=== Texto proporcionado ===

Recientemente, en aguas atlánticas, a 850 kilómetros de Tenerife, se vivió una odisea humana en principio propia de estos tiempos; en realidad, propia de todos los tiempos. Un cayuco repleto de gente exhausta que huía de Mali, Senegal, Burkina Faso, y entre la que a esa altura había cadáveres después de veinte días de travesía, fue avistado desde un crucero de lujo.

El comandante sopesó la situación. Por un lado, debía responder por el confort de 300 pasajeros, en su mayoría norteamericanos y mexicanos, que realizaban un viaje de seis meses alrededor del mundo a un costo que llegaba hasta los 150.000 dólares por cabeza: Hawái, la Polinesia, Nueva Zelanda, Japón, puertos innúmeros de África. El crucero se aproximaba a las islas Canarias en circunstancias en que se producía el estremecedor encuentro con una embarcación a la deriva, con hombres, mujeres y niños en estado físico deplorable, cuando no muertos, por la privación de agua potable y comida y las exorbitancias fatales de la sal marina y del sol. Por el otro lado, el viejo marino se debía a sí mismo y a su tiempo una respuesta sobre el principal de los derechos humanos, el derecho a la vida, que se jugaba minuto a minuto entre el oleaje embravecido del Atlántico.

Decidió lo que correspondía hacer. Explicó al pasaje la gravedad de la situación y que el barco y su tripulación desviarían la atención que les habían brindado y se pondrían a la tarea de salvar cuantas almas pudieran. Los esfuerzos hechos desde el crucero resultaron infructuosos para actuar con la eficacia y rapidez que el momento demandaba. El comandante se vio así obligado a requerir la intervención de un buque petrolero. Se salvaron 64 vidas y se pudieron rescatar solo dos cadáveres; otros dos se perdieron entre las aguas del océano, sumándose a más de treinta que habían desaparecido desde la partida desde costas africanas.

=== Conjunto de tareas ===
1 – Extrae del texto sobre el rescate del cayuco el fragmento que va entre "El comandante sopesó" y "embravecido del Atlántico.", ambos incluidos.
2 – Según el texto sobre el rescate del cayuco, ¿cuántas vidas se salvaron?

=== Información proporcionada ===
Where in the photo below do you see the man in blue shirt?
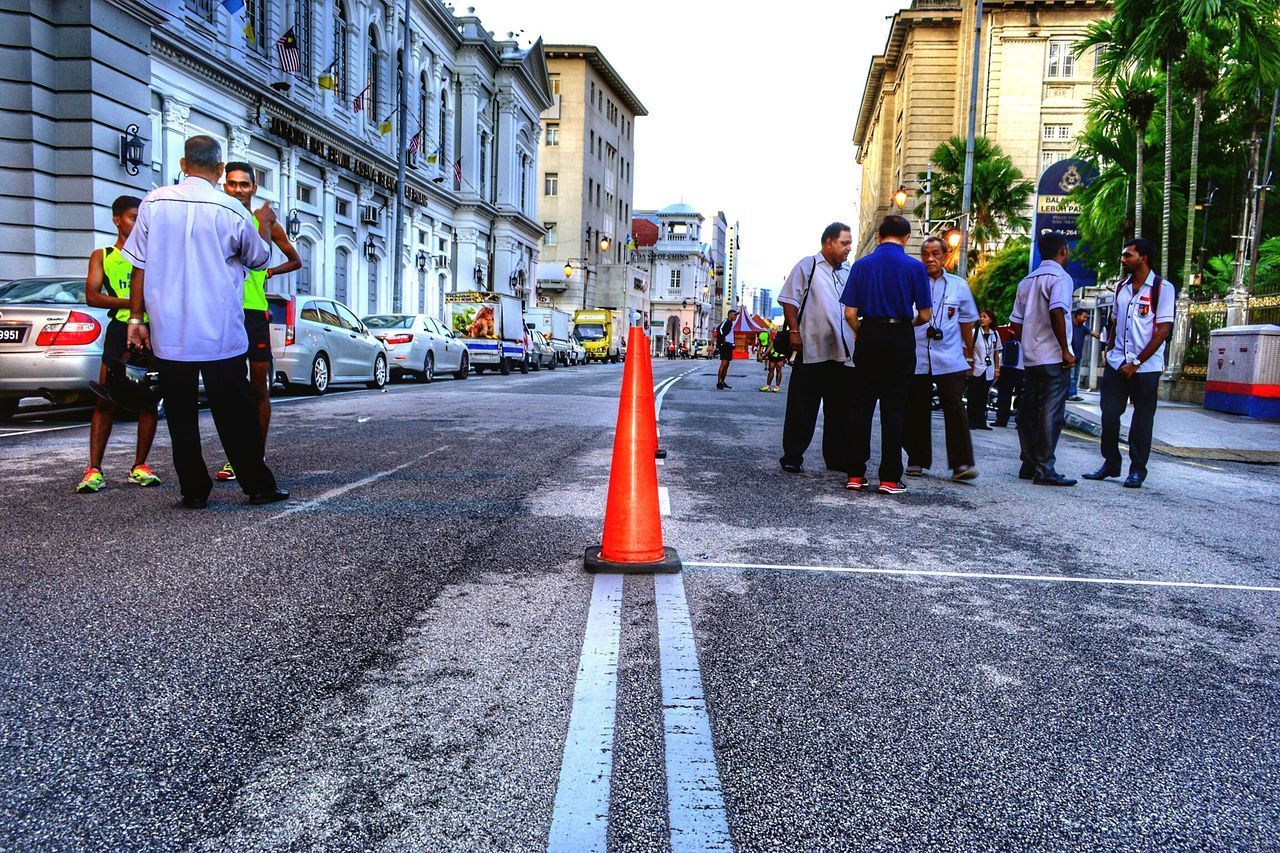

=== Respuestas por tarea ===
1 –
El comandante sopesó la situación. Por un lado, debía responder por el confort de 300 pasajeros, en su mayoría norteamericanos y mexicanos, que realizaban un viaje de seis meses alrededor del mundo a un costo que llegaba hasta los 150.000 dólares por cabeza: Hawái, la Polinesia, Nueva Zelanda, Japón, puertos innúmeros de África. El crucero se aproximaba a las islas Canarias en circunstancias en que se producía el estremecedor encuentro con una embarcación a la deriva, con hombres, mujeres y niños en estado físico deplorable, cuando no muertos, por la privación de agua potable y comida y las exorbitancias fatales de la sal marina y del sol. Por el otro lado, el viejo marino se debía a sí mismo y a su tiempo una respuesta sobre el principal de los derechos humanos, el derecho a la vida, que se jugaba minuto a minuto entre el oleaje embravecido del Atlántico.

2 – Se salvaron 64 vidas.